TASK INSTRUCTIONS
Copy the records word for word, starting at their first line and ending with the line that contains "x=288, y=153", both included.

RECORDS SUPPLIED
═══
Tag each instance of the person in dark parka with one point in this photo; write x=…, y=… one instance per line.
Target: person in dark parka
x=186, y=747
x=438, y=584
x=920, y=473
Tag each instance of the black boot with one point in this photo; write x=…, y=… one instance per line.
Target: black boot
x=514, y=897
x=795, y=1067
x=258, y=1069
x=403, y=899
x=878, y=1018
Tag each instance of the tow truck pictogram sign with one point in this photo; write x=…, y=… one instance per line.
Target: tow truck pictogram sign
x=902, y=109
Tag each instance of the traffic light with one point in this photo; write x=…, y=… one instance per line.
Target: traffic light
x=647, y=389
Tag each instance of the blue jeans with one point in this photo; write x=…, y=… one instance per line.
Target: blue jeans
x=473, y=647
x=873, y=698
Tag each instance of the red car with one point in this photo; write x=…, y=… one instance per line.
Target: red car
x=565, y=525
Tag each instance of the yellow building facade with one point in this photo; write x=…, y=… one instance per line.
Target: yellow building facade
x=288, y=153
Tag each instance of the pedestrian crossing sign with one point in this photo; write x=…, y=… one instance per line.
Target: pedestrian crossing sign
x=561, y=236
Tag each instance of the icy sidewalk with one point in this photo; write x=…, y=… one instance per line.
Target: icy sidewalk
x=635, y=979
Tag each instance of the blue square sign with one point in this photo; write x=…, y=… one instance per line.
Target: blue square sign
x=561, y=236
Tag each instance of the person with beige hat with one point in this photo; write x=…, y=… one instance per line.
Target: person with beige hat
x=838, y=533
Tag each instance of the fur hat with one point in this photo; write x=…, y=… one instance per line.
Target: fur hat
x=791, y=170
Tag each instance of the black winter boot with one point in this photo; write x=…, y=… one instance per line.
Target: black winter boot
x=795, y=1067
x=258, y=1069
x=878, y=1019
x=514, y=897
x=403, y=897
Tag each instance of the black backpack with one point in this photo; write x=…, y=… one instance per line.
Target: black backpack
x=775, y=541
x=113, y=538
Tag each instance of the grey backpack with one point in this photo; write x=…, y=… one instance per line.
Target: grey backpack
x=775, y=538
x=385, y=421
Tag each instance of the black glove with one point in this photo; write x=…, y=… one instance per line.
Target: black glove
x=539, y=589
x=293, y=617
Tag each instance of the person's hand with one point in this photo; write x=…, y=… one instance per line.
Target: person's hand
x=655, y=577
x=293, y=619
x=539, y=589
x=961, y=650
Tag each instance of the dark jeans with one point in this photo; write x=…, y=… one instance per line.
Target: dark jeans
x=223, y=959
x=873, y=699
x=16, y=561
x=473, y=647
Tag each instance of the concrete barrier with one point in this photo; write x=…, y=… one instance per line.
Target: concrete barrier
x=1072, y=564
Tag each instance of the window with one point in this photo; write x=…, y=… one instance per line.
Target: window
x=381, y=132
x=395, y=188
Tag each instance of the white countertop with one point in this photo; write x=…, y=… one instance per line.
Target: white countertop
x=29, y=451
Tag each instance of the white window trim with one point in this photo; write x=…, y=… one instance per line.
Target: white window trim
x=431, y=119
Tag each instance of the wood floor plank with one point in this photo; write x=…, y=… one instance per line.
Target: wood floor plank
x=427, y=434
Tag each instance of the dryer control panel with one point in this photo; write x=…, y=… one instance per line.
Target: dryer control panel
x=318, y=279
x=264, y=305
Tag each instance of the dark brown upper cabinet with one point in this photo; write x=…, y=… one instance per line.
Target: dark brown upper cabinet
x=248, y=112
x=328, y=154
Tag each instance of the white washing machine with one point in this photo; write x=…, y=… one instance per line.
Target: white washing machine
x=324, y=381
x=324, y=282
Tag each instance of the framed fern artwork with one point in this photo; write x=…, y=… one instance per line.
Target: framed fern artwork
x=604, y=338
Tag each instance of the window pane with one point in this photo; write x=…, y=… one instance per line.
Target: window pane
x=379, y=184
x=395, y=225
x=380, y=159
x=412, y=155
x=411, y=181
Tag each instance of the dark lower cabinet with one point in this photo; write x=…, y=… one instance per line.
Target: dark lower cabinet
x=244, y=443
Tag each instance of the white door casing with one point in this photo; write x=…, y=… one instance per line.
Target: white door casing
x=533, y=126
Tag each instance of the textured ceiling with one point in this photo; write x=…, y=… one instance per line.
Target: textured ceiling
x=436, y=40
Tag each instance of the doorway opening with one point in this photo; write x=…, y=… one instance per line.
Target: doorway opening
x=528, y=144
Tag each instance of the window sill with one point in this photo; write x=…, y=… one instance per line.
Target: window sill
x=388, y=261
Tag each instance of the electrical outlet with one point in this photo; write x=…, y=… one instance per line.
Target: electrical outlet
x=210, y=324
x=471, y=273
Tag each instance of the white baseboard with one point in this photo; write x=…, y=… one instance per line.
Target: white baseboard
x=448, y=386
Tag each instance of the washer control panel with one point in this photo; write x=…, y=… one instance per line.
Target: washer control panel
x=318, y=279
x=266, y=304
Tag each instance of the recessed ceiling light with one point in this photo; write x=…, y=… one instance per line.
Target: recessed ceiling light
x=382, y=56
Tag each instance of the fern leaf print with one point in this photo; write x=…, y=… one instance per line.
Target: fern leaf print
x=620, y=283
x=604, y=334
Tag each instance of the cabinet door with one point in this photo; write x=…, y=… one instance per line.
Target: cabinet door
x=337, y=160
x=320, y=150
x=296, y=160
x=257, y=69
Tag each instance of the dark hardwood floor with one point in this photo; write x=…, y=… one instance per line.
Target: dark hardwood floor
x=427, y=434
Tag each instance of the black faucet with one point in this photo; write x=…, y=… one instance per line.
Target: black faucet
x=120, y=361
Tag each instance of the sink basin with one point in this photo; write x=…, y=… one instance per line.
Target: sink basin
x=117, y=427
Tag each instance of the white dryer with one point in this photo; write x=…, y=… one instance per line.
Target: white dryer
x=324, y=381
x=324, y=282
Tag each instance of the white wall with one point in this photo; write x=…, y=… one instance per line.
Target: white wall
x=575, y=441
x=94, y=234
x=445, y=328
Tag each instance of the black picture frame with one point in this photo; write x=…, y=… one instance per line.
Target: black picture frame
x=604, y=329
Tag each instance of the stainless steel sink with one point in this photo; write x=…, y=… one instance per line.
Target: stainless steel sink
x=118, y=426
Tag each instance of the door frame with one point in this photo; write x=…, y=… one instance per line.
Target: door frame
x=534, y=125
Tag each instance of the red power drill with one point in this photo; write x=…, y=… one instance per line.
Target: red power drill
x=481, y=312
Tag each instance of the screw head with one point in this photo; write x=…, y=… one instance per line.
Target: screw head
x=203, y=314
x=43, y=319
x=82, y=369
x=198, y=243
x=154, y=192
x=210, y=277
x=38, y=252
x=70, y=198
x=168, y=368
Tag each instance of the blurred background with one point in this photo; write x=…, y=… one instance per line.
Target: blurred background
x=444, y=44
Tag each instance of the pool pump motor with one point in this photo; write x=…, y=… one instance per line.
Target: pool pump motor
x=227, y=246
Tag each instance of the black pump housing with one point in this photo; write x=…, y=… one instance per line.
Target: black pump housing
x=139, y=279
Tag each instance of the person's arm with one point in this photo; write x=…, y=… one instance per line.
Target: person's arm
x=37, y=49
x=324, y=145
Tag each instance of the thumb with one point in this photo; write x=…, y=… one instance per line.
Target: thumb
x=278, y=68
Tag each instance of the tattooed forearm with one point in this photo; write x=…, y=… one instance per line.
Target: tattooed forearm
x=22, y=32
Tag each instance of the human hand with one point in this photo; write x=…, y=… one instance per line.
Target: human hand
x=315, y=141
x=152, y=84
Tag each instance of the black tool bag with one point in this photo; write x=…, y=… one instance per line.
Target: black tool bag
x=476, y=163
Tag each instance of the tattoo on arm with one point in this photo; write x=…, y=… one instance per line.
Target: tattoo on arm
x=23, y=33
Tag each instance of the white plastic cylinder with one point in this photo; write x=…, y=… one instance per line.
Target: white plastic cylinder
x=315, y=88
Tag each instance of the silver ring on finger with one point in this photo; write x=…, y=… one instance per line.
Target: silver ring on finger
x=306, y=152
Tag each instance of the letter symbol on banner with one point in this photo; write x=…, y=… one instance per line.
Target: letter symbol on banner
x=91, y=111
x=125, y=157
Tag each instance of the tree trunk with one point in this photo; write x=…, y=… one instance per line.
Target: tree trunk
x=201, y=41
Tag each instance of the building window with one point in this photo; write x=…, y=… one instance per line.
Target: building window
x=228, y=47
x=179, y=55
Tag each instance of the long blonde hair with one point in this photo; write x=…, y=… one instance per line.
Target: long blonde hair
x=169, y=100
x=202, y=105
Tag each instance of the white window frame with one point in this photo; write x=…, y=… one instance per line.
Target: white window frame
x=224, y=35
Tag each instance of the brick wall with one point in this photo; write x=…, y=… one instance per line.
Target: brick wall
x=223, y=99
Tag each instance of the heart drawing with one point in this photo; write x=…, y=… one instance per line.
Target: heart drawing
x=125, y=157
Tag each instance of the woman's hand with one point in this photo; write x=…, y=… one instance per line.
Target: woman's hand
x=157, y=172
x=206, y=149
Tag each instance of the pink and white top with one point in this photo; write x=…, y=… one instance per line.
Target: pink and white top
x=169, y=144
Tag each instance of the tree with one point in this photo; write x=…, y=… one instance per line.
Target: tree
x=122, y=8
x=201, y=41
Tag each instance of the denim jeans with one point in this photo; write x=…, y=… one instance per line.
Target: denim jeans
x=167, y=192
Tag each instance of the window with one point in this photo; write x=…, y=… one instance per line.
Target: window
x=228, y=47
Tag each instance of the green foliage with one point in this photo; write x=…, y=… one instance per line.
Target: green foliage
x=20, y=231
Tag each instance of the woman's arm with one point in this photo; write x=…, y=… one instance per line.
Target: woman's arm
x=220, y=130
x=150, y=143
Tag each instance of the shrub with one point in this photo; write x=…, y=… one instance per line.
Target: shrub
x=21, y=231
═══
RESPONSE TO THIS EXERCISE
Tag each instance of the person in dark parka with one point in this photo; write x=…, y=… one instance per line.
Target: person in dark parka
x=186, y=747
x=438, y=584
x=920, y=473
Tag each instance of the black boot with one point in this photo; write x=…, y=… one instance per line.
Target: black boot
x=514, y=897
x=795, y=1067
x=258, y=1069
x=403, y=899
x=878, y=1018
Tag each instance of the tow truck pictogram sign with one point in this photo; write x=…, y=… one instance per line.
Target: tow truck pictogram sign
x=902, y=109
Tag each instance of the traffic light with one point in this photo; write x=…, y=… one instance per line.
Target: traffic light
x=647, y=389
Tag each instance of the blue jeans with one point in this photo; write x=…, y=… one instance per line.
Target: blue jeans
x=473, y=647
x=873, y=698
Tag each instance of the red car with one point in this photo; write x=…, y=… one instance per line.
Target: red car
x=565, y=525
Tag each instance of the yellow building facade with one point in this photo; write x=…, y=… one instance per line.
Target: yellow building facade
x=288, y=153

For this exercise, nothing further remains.